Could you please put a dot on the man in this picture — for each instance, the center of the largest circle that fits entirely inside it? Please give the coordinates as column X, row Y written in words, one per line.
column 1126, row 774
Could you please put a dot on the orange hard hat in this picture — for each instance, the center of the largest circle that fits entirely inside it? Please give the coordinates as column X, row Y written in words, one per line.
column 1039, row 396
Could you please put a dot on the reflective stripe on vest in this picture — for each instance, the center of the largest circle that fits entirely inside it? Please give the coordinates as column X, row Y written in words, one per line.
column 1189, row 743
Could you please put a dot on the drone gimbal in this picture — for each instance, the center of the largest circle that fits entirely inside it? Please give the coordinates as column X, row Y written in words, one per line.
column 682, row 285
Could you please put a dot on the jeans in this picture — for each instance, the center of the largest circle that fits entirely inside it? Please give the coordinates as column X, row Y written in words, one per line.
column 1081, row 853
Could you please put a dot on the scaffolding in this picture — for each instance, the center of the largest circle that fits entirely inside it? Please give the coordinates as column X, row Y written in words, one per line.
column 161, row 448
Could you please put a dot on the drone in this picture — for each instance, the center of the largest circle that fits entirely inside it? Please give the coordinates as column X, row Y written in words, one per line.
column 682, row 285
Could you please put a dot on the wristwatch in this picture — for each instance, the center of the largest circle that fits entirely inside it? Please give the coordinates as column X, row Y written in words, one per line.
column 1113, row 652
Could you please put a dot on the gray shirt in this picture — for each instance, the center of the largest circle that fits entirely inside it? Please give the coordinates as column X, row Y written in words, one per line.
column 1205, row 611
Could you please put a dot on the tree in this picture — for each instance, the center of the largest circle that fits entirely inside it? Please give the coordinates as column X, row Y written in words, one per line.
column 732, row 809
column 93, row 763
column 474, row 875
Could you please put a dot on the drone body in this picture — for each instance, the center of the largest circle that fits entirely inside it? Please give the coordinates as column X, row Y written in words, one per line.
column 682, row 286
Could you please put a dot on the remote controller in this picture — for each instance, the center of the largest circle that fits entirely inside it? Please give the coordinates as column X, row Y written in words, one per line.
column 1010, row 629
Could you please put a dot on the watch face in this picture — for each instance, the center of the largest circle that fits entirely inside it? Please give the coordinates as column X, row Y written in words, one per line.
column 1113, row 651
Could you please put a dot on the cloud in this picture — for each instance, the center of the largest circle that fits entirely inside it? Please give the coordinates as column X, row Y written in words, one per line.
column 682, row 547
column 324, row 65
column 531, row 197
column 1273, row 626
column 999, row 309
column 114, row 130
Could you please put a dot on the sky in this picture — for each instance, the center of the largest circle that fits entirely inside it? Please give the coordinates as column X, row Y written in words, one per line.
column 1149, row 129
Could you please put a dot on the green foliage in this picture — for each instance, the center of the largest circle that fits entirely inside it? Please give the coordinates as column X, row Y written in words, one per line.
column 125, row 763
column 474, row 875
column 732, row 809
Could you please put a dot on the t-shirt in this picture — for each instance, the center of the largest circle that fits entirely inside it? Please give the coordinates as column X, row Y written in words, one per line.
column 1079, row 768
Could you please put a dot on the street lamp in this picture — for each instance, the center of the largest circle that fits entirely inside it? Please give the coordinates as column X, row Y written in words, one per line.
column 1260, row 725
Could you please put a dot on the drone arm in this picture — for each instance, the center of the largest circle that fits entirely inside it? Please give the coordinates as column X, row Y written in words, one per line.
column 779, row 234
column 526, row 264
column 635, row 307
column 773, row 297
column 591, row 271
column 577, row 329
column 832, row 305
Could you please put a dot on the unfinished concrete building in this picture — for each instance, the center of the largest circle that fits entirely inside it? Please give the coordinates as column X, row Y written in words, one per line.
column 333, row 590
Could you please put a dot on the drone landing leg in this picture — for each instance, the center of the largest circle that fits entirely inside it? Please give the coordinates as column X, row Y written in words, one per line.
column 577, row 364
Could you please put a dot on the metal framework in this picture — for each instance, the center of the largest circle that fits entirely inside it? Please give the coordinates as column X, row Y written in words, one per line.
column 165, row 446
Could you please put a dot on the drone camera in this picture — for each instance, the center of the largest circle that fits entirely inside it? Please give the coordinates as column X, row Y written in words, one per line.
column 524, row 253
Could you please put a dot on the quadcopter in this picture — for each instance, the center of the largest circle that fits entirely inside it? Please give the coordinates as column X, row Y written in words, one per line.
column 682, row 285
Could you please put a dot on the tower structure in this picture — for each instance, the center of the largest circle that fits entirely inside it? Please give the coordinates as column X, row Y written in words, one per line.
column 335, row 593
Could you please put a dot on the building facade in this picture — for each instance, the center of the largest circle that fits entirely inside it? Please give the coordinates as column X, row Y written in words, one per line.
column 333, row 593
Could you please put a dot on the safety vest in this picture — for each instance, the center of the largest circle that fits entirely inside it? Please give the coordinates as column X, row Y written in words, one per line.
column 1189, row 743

----

Task statement: Reproduce all of the material above word for word, keeping every line in its original order.

Response below:
Could you please put a dot on the man in this picture — for each instance, the center of the largest circle that fits entirely inside it? Please give the coordinates as column X, row Y written in words, one per line.
column 1126, row 774
Could you please put a dot on the orange hard hat in this picture — for each instance, the center of the largest circle that fits entirely inside it? Please give the coordinates as column X, row Y written in words, one per line.
column 1039, row 396
Could you please put a dot on the reflective stripe on vest in this picture — for each instance, the center of the largest circle that fits entirely inside it? Please give the coordinates as column X, row Y written in words, one per line.
column 1189, row 743
Could you please put a dot on the drone gimbal in this picture — for each instance, the center of the largest circle that fits entirely inside it? Please give the coordinates as column X, row Y written in words, one per line.
column 682, row 285
Could you please put a dot on the jeans in this picture — for each instance, the center of the largest circle that fits entirely inside it? Please give the coordinates as column X, row Y written in words, one per line.
column 1081, row 853
Could you please put a dot on the scaffolding in this picture — for each instance, the center of the largest circle that fits entirely inside it? Please give the coordinates as column X, row Y written in words, one per line.
column 161, row 448
Could you please put a dot on the drone in this picture — for each instance, the center of the largest circle that fits entirely inside it? Please give the coordinates as column X, row Y written in words, one per line.
column 682, row 285
Could you please put a dot on the wristwatch in this picture — for each instance, the center of the largest circle that fits entirely inside it? Please give the coordinates as column X, row Y written in words, one per line.
column 1113, row 652
Could you please put a dot on the gray shirt in this picture — for each instance, the center of the largest circle that fits entirely inside it? Please give the coordinates as column X, row Y written in words, one per line.
column 1205, row 611
Could you please put a dot on the tree in this picture — for each instance, the center of the largest circle that fits entirely inside it? Please give the coordinates as column X, row Y written in words, one per line.
column 732, row 809
column 93, row 763
column 474, row 875
Could you please put a dot on the drone body in this picture — for each instance, the center of the largest circle that fits entirely inside it? Please give the coordinates as column X, row Y written in words, one per line.
column 682, row 286
Could you please put a dot on the remote controller in this picture — for each instance, the center of the largest circle that fits entirely inside it? Please give the coordinates as column X, row Y written in words, one per line.
column 1010, row 629
Could you please put a dot on the watch face in this picture — for each instance, the center of the largest circle that fits entirely inside it? Please give the coordinates as column X, row Y written in words, one per line.
column 1113, row 651
Could you please put a dot on the cloud in this picture — for each instance, the center of the largest circle that fits entirely inside it? Please give the coordinates as column X, row Y written in words, one per line.
column 682, row 547
column 324, row 65
column 531, row 197
column 1273, row 626
column 999, row 309
column 114, row 130
Could you please put a dot on the sky in this picture — for each instance, the center of the largest circle that fits entirely inside it? Please give the coordinates as column X, row Y written in words, one per line.
column 1149, row 129
Could you please put a dot on the green foliage in this picture — for each instance, the center of the largest circle that fits entirely inside it? Please give the coordinates as column X, row Y written in words, one per line.
column 125, row 763
column 474, row 875
column 732, row 809
Could you please put a dot on the t-shirt in this picture — for each instance, the center of the largest circle that fits entirely inside it? Please give the coordinates as column X, row Y written in words, one per line.
column 1079, row 768
Could you please put a dot on the street lamp in this picture — for each instance, the center of the largest circle that fits entirely inside it? Please give the coordinates as column X, row Y written in words, one per line.
column 1260, row 725
Could you please put a dot on the drone arm in this picture — for each instance, the center of the largest circle that fits entirely inside it? Please give the coordinates as column X, row Y written in words, one per line.
column 779, row 234
column 526, row 264
column 635, row 307
column 773, row 297
column 591, row 271
column 577, row 329
column 832, row 305
Could you please put a dot on the unfinished concrete building in this picture — for each instance, the center of the largest circle that fits entirely inside it? Please give the coordinates as column X, row Y written in words, one per line.
column 333, row 590
Could you please put a dot on the drone landing leg in this picture — for each instance, the center of the largest circle that fits entirely inside it? Please give the coordinates as column X, row Y written in words, one per line.
column 577, row 364
Could you please put a dot on the metal framework in this picture — for each instance, the center of the largest circle that fits entirely inside it? Please give the coordinates as column X, row Y written in words, one per line.
column 165, row 446
Could you please put a dot on the drone camera in this picture — for each instance, the center of the largest circle that fits entirely inside it? Please give the coordinates as column X, row Y written in words, one per line.
column 524, row 253
Could you please put a dot on the quadcopter in this picture — for each instance, the center of the largest circle that fits entirely inside it? Please give the coordinates as column X, row Y written in words, one per line.
column 682, row 285
Could you please put a dot on the tower structure in this picture — for each instance, the center of the largest circle that fits entirely inside it? Please give the coordinates as column X, row Y written in words, one per line.
column 335, row 593
Could you please put a dot on the building facade in this picture — for each instance, the center of the largest circle that fits entirely inside it? Please give the coordinates as column X, row Y written in words, one per line.
column 333, row 593
Could you please put a dot on the safety vest in this picture — for each instance, the center of the largest circle that fits entirely inside it? Please give the coordinates as column X, row Y written in words, one per line.
column 1189, row 743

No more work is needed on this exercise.